**Provided records:**

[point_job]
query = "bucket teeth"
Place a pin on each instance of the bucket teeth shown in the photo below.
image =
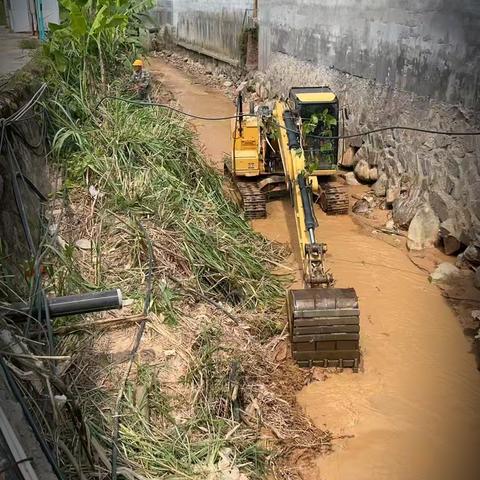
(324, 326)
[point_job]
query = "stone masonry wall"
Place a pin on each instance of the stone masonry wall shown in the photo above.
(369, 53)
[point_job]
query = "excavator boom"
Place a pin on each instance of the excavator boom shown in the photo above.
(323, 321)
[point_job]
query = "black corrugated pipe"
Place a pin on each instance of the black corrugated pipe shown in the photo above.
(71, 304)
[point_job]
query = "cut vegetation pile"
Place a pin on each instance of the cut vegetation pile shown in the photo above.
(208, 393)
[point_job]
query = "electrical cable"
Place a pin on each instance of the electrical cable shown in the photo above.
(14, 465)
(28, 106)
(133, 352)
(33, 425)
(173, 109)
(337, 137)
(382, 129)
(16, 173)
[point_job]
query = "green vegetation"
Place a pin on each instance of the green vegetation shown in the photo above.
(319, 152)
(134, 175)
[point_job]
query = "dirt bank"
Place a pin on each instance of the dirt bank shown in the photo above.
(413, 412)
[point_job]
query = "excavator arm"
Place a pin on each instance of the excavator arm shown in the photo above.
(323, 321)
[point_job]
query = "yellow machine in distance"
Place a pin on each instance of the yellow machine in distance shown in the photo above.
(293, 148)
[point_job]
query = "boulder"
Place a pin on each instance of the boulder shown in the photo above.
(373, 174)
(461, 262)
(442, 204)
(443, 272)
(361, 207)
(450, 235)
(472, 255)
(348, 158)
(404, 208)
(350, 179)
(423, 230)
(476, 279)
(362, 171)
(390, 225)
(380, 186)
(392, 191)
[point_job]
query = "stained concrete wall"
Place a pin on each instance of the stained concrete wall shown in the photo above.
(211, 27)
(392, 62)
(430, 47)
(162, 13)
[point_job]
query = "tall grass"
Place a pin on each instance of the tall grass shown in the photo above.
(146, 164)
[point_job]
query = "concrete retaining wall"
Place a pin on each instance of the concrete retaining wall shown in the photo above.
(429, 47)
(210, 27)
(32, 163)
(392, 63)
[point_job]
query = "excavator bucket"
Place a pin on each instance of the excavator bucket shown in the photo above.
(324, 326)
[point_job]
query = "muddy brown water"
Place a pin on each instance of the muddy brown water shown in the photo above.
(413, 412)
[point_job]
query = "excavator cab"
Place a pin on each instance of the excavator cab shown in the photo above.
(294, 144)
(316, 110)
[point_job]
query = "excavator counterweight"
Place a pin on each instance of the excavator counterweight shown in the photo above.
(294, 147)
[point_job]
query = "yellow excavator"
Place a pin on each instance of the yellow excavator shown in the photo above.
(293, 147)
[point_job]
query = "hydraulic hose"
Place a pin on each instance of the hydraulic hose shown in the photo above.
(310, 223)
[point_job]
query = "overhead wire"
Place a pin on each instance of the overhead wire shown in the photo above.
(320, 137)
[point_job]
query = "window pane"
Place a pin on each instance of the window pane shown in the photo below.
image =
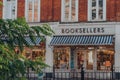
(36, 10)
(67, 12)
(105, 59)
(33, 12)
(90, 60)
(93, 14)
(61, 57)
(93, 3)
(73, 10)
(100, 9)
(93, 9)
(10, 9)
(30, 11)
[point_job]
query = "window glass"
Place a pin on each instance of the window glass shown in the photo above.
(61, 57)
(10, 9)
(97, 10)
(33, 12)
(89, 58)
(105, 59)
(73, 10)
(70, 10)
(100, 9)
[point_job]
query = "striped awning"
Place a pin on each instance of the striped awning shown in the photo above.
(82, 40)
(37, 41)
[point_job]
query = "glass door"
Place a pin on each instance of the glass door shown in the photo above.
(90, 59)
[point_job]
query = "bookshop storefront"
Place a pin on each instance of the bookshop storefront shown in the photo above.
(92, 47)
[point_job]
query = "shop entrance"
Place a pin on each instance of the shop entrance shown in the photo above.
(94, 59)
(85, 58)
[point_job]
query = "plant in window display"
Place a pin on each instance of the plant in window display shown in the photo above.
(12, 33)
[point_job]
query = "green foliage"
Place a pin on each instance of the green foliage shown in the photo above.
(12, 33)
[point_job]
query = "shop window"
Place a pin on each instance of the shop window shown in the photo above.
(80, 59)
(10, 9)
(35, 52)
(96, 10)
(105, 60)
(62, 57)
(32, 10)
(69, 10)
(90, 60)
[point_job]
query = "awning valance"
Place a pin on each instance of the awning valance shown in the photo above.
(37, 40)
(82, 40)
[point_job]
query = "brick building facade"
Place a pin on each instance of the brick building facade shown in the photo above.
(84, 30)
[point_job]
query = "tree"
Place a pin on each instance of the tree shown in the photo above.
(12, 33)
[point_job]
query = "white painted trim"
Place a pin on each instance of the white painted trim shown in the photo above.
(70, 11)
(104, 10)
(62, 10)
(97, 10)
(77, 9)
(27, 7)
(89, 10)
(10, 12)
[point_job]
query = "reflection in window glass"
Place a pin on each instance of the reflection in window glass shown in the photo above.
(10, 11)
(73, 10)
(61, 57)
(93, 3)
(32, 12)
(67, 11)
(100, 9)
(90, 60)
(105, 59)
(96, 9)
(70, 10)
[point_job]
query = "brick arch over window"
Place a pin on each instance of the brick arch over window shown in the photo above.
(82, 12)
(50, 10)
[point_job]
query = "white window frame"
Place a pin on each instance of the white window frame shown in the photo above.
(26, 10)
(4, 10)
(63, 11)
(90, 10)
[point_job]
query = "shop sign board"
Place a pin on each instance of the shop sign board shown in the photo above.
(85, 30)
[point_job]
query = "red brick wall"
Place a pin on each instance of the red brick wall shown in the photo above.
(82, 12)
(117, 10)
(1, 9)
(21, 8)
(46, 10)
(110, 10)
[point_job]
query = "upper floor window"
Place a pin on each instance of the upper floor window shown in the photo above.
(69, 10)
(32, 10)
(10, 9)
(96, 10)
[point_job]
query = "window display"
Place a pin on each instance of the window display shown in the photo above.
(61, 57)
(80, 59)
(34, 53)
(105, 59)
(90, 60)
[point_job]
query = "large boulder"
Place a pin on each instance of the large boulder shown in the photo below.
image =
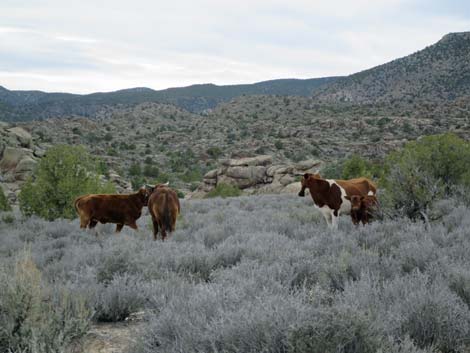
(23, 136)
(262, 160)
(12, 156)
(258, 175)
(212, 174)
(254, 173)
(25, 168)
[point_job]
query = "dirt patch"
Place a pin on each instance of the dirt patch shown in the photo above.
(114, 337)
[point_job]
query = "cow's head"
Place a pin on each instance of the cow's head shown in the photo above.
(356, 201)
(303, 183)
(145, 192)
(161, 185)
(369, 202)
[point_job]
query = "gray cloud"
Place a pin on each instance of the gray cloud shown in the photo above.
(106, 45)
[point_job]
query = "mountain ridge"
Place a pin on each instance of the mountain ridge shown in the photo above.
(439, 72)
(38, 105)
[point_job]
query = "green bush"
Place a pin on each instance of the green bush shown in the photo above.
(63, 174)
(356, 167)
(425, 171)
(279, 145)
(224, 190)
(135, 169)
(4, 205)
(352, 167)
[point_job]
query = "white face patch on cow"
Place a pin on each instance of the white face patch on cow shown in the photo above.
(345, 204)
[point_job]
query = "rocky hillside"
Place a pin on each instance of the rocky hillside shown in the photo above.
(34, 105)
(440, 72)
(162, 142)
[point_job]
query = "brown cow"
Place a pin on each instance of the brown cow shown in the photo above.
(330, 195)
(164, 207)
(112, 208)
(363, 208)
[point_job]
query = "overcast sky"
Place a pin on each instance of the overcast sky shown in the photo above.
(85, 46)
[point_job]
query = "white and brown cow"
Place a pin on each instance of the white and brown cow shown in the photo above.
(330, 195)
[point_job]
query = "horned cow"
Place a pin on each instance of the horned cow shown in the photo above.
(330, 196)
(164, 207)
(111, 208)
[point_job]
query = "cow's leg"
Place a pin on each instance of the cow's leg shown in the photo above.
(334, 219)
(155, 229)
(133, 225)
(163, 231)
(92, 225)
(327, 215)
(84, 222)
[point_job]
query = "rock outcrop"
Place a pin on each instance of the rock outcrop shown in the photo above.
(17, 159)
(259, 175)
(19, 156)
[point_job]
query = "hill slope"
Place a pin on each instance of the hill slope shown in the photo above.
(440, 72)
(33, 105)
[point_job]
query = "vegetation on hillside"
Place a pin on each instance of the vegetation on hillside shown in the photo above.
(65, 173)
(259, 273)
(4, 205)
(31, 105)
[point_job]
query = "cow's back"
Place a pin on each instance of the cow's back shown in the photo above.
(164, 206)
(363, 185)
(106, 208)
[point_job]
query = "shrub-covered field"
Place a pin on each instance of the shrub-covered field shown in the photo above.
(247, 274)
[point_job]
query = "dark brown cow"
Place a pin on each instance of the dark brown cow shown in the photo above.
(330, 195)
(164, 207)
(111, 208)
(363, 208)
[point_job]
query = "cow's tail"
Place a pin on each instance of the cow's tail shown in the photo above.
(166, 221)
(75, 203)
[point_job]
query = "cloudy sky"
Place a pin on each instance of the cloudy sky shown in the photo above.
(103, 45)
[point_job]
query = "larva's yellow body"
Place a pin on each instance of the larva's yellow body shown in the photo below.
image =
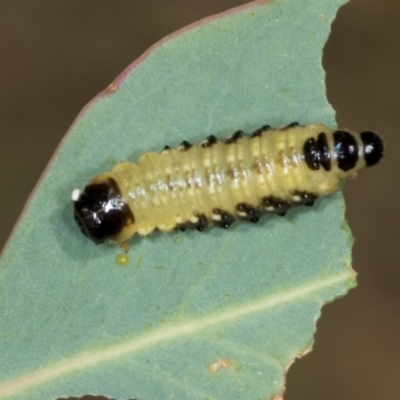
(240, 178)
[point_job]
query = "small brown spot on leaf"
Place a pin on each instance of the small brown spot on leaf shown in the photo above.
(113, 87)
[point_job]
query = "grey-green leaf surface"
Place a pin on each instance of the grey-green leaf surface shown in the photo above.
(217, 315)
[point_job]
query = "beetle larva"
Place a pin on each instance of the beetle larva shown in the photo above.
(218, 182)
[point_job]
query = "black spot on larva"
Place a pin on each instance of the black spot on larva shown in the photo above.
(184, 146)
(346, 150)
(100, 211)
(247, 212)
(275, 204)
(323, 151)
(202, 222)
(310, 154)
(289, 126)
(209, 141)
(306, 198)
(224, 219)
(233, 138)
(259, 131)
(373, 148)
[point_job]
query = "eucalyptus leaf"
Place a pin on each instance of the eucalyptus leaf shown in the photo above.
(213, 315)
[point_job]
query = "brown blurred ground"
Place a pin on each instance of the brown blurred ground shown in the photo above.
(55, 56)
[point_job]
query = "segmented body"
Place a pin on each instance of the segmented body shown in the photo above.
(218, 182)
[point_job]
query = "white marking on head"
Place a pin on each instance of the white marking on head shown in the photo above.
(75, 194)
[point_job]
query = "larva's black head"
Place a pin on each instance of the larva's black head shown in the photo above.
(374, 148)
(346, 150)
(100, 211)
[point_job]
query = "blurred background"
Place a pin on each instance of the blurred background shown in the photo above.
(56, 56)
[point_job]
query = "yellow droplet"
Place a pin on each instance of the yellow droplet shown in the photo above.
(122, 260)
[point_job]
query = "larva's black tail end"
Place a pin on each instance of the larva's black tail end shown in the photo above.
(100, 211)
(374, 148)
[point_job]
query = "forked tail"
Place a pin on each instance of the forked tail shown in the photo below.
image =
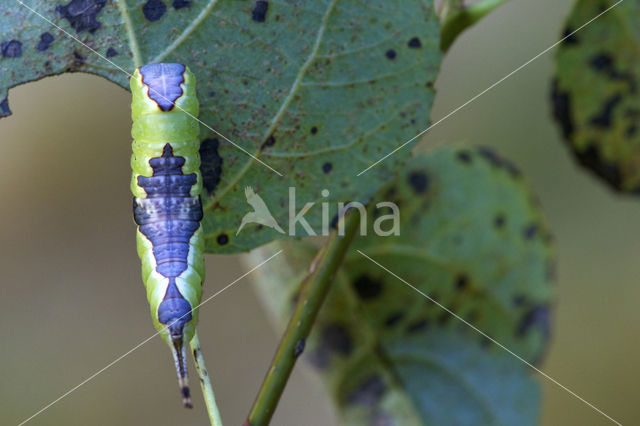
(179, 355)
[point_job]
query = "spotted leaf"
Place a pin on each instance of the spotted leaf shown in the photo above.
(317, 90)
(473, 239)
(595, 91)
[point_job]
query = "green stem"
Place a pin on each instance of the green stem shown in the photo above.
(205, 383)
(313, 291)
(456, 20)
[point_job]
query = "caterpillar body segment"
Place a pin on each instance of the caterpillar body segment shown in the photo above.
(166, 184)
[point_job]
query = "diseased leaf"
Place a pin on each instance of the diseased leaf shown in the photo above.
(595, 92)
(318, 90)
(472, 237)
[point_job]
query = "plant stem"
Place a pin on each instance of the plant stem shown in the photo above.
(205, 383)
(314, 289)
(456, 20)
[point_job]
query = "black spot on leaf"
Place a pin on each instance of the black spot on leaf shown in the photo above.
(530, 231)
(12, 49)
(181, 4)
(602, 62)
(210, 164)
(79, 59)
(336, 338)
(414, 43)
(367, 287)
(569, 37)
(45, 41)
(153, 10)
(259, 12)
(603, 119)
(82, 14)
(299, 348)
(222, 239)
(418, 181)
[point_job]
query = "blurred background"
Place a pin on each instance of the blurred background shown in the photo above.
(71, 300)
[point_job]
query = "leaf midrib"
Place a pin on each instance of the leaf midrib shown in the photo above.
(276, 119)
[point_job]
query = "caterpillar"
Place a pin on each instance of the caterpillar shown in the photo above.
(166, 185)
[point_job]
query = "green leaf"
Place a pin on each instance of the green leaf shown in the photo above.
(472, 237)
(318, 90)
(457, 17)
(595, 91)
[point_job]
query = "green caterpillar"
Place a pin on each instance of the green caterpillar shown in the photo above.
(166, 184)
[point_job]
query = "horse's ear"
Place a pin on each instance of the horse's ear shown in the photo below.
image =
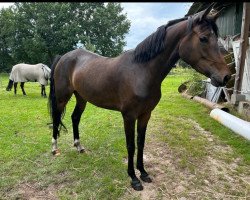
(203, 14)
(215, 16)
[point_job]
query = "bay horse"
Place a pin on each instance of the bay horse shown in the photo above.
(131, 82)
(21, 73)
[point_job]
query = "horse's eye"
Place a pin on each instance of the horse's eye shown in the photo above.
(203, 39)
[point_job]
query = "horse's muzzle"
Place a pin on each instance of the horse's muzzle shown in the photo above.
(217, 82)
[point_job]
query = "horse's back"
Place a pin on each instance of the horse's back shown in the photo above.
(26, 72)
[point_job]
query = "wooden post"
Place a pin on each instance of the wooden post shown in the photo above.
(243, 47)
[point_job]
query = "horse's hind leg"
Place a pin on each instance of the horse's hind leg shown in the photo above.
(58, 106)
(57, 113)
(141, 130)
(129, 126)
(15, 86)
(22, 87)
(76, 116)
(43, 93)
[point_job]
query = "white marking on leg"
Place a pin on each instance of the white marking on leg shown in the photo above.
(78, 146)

**How to complete this task:** Write down exactly the span of lines above from the one containing "Place a pin on each instance of the tall" to the one containing "Place a pin on each instance of the window pane", both ends included.

**Your response:**
Place a pin on each instance of the tall grass shown in the photo above.
(146, 164)
[point_job]
query = "concrete retaining wall"
Place a pin on each instance of the concrete retaining wall shown in the photo above.
(429, 47)
(210, 27)
(32, 163)
(392, 63)
[point_job]
query = "excavator bucket"
Place a pin on each instance of the excavator bucket shown in the photo above.
(324, 326)
[point_job]
query = "muddy brown water"
Place a pin on each instance of the muddy brown water shown in the photo above.
(413, 412)
[point_job]
query = "excavator cab"
Place a pin on each instance of the excavator cab shown in the photo above.
(294, 144)
(316, 110)
[point_job]
query = "excavator counterweight"
Place a pin on each instance of the excavator counterweight shown in the photo above.
(294, 147)
[point_job]
query = "yellow excavator"
Place a pin on each instance of the yellow excavator shown in the photo above.
(293, 147)
[point_job]
query = "hydraulic hose"
Place a pin on each instance of the hydraulic hose shown in the photo above.
(310, 223)
[point_job]
query = "overhead wire"
Place a pin on each instance of the overhead wire shown in the photo above.
(320, 137)
[point_job]
query = "window pane"
Place a pin on each instance of the window pane shown in the photo below.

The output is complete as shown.